**** Ausgewählter Textauszug

Frauen greifen tiefer in die Tasche

Die meisten gehören zur Stammkundschaft, die Miro bis zum Ende des Studiums treu bleibt. Nach ein paar kurzen Anweisungen scheint für den Friseur der Fall klar zu sein und mein Mitbewohner bekommt einen klassischen Kurzhaarschnitt. Nichts Aufregendes, dafür wurden die Haare gekürzt und sind jetzt weniger lästig. Die ausgewachsene Mähne wurde gebändigt. Trotz Schnelligkeit wird sauber und präzise gearbeitet. Wer also einen unkomplizierten Schnitt möchte, ist bestens aufgehoben. Vielleicht hast du ja noch einen Mullet nötig, bevor es dafür endgültig zu spät ist? Aufwändigere Verfahren wie Färben oder komplizierte Haarschnitte werden jedoch nicht durchgeführt. Eine kleine Enttäuschung meinerseits: Miro bietet zwar Damen-Haarschnitte an, diese kosten aber zwei Franken mehr. Kein riesiger Unterschied, könnte man meinen. Es werden hier aber nur Damen-Kurzhaarfrisuren geschnitten oder bei langen Haaren die Spitzen gekürzt. Also zahlt man als Frau doch zwei Franken mehr für genau dieselbe Dienstleistung. Am liebsten würde ich hier einfach von Haarschnitten ohne Geschlecht schreiben, aber nur wenige Salons in Zürich haben ein genderneutrales Preissystem, das sich auf die Haarlänge bezieht. Preislich bleiben diese aber meist weit entfernt von dem, was man bei Miro bezahlt. Ein Studi-Coiffeur, der nicht auf Männer ausgerichtet ist, fehlt uns noch in Zürich. Bis dahin bekommt man bei Miro einen guten und günstigen Haarschnitt und etwas zu trinken wird einem auch angeboten. Mein Mitbewohner bekommt jedenfalls das zu hören, was man nach einem Friseurbesuch hören möchte: Sieht gut aus. Sieht gut aus.

********

- **Aufgabe**
Schreibe aus dem Text über den Friseur Miro jeden Satz heraus, in dem der Name „Miro“ vorkommt. Die Datensätze stammen aus einer anderen Quelle als der Textauszug.

**** Datensätze

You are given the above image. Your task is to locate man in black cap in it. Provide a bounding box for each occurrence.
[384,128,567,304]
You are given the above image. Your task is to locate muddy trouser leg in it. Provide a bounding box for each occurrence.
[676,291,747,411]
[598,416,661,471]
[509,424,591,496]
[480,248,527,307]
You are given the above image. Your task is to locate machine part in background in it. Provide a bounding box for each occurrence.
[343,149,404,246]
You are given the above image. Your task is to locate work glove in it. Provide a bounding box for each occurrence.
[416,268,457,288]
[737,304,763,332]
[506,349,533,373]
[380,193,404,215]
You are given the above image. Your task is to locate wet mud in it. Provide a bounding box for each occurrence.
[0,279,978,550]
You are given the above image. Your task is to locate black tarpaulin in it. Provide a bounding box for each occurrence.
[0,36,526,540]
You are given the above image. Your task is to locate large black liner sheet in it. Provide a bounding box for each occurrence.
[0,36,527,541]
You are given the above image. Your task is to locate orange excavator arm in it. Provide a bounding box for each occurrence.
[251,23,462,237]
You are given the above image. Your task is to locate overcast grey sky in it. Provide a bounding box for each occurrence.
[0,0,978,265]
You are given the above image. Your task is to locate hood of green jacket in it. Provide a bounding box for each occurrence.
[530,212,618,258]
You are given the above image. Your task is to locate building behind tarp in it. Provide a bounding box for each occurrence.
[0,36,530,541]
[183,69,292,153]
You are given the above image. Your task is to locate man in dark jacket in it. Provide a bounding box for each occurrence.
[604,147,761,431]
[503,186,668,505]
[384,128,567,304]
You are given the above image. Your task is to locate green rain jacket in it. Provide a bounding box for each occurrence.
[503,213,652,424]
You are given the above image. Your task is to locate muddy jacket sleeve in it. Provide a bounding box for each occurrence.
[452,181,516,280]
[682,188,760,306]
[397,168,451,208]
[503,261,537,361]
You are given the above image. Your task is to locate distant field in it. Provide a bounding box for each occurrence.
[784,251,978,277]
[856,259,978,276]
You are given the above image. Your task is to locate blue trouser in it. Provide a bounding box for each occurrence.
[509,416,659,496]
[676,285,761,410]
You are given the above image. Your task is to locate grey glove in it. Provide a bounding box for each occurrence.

********

- **Lösung**
Die meisten gehören zur Stammkundschaft, die Miro bis zum Ende des Studiums treu bleibt.
Eine kleine Enttäuschung meinerseits: Miro bietet zwar Damen-Haarschnitte an, diese kosten aber zwei Franken mehr.
Preislich bleiben diese aber meist weit entfernt von dem, was man bei Miro bezahlt.
Bis dahin bekommt man bei Miro einen guten und günstigen Haarschnitt und etwas zu trinken wird einem auch angeboten.